======== Entries

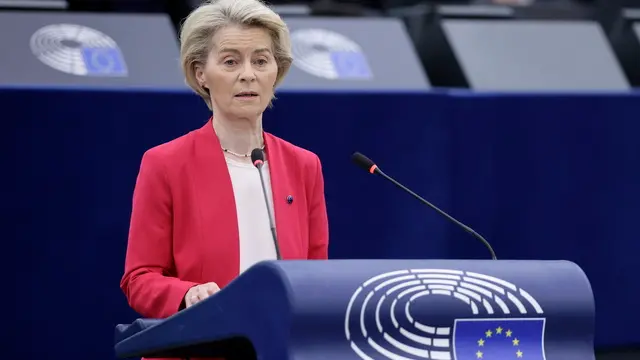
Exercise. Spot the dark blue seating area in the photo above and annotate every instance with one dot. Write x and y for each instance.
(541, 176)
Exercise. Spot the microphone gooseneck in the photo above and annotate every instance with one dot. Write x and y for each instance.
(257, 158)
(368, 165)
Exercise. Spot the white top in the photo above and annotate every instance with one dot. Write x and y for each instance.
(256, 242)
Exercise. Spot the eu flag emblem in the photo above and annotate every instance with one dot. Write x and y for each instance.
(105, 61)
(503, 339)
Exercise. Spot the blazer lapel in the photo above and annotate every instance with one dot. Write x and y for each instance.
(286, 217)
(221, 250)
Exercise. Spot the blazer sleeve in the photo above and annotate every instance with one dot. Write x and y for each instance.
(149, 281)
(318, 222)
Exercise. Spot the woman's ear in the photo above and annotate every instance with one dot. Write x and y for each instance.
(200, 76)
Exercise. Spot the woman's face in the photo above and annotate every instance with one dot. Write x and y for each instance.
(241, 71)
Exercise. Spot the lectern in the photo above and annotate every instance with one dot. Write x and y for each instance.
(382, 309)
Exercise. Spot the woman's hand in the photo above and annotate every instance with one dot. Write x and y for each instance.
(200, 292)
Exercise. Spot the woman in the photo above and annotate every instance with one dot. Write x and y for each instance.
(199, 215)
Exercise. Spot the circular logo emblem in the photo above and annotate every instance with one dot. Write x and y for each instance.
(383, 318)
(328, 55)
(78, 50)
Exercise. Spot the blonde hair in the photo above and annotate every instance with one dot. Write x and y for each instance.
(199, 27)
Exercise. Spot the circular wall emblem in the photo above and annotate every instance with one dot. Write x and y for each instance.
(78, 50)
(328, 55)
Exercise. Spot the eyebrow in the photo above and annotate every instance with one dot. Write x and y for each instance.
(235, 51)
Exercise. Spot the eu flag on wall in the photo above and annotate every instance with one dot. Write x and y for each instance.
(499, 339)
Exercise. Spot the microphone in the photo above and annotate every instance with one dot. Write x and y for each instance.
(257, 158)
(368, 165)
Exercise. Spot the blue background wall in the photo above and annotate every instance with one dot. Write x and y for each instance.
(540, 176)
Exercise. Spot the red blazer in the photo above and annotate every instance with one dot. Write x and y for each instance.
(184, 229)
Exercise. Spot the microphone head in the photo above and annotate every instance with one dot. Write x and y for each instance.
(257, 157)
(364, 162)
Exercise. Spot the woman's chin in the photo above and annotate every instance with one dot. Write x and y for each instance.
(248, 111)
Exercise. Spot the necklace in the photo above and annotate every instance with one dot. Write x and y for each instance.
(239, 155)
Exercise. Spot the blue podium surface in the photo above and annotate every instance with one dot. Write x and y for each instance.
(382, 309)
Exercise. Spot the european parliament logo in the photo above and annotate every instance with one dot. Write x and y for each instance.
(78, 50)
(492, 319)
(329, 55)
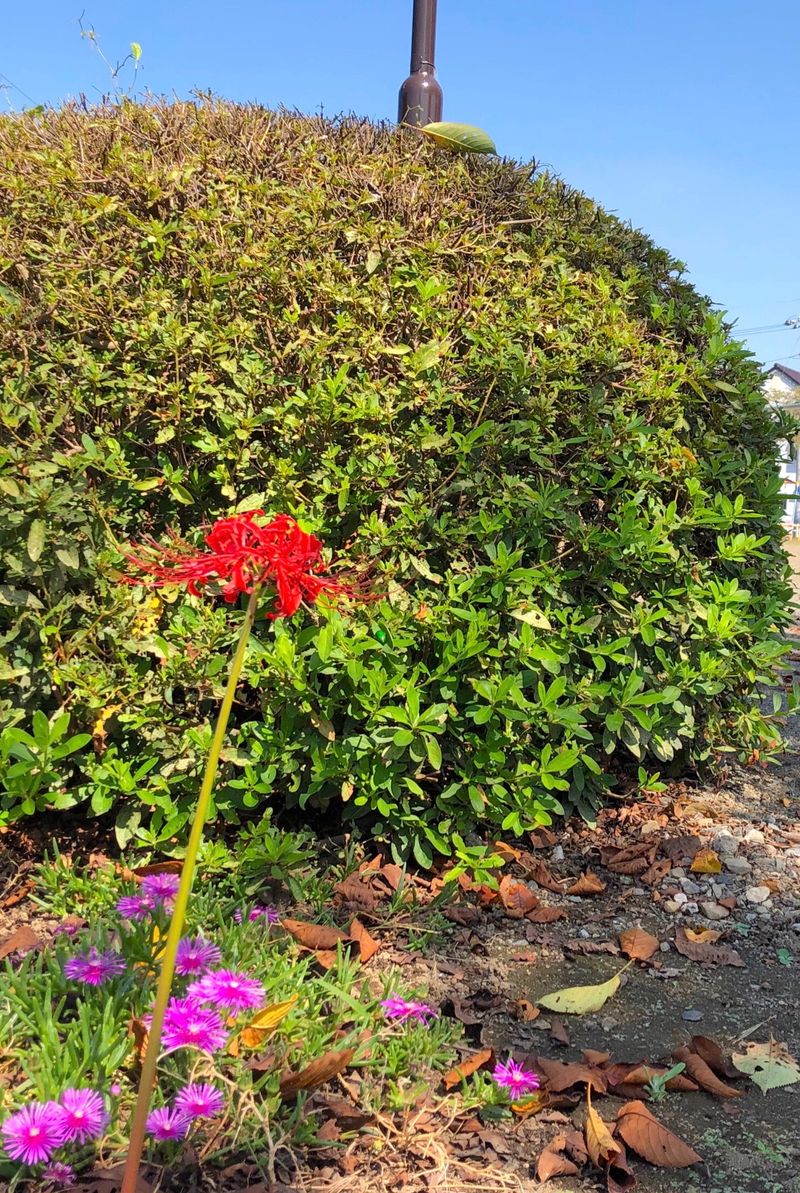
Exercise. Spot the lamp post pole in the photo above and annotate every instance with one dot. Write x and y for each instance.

================

Instruction => From the material above, copy everything exactly but the pictures.

Solution for this task =>
Exercise. Spot the dark blue seating area in the photo above and annotate every instance with one dot. Write x and y for each instance.
(541, 176)
Exercise. Spot the microphone gooseneck in the photo above and annotate every instance with one dot. Write x and y for each instance.
(257, 158)
(368, 165)
Exercise. Spot the white top in the photo above and annotate every instance with one dot. Write x and y for each instance.
(256, 242)
Exercise. Spot the eu flag emblem in the photo above and annotate every instance with one dot. Write x and y for each instance.
(105, 61)
(503, 339)
Exercise. Spot the blazer lapel in the photo above and annotate every instance with one dot. Write x and y for each instance.
(286, 217)
(221, 250)
Exercise. Spot the blazer sleeve in the photo above and annotate every instance with one dot. Write x and y for each instance.
(149, 281)
(318, 222)
Exercise. Spot the woman's ear in the photo above and annotate every instance with one dot. Write x and y for each instance.
(200, 76)
Exercise. Spot the woman's face in the photo above and annotate every instance with one dot. Write x and y for each instance.
(241, 71)
Exercise. Spot the lectern in the photo above and annotate every instance with one dot. Write x and y for each instance.
(382, 309)
Exercise. Spot the woman's hand in the photo above and annotate every instance with one dot. Write x and y for each instance.
(200, 292)
Exercise. Spot the woman in the photo above and annotate every instance with one dot. Write x and y for each instance.
(199, 215)
Exercise. Spot the circular logo emblem in the photo above and annotate every instance with one dot. Write x and y for each instance.
(383, 318)
(328, 55)
(78, 50)
Exercise. Spot the blonde hair in the photo above and annotate every instance with one dot. Write x and y for each instance.
(199, 27)
Exercise. Spot the circular wall emblem in the photo above and annotate every instance with one dot. Write x and y for each instance.
(78, 50)
(328, 55)
Exercise. Spot the eyebrow in the photo above and annotate every instance with one dot. Write x and y for each instance.
(235, 51)
Exercise. Spot the eu flag on wall in the photo above and annotate every instance with one dot. Write x and y for each instance.
(499, 339)
Exercise. Spot the microphone in the photo above and annotate every instance with one dot. Write x and y for each instance.
(257, 158)
(368, 165)
Exercise. Spot the blue background wall in the photo above and annotate every instance with one dot. Write x and y for each instance.
(540, 176)
Exercise. Spot the red blazer in the photo above and annotate every instance with one dot. Write x and y for each instance.
(184, 229)
Exercise. Spot the microphone head in the photo above and annotate every instance with one dot. Write x and y for each instance.
(257, 157)
(364, 162)
Exercise. Spot the woman's chin in the photo above and annotate every instance with one dot. Write x and y for each instance.
(248, 111)
Exercise. Spot the necklace in the photo above and annotate every instance with one dot. Write x and y for each instance.
(239, 155)
Exercise. Spot the blue podium surface in the photo above and annotate every instance with one dot. Write x and y for each instance.
(382, 309)
Exercise. Spot the european parliament logo in the photo above and annotate every instance with one dot. Write x and y for each instance.
(78, 50)
(492, 319)
(329, 55)
Exercise. Spot the lamp post pole in the photo above and annotate every instance with one dot. Write x and y for each instance.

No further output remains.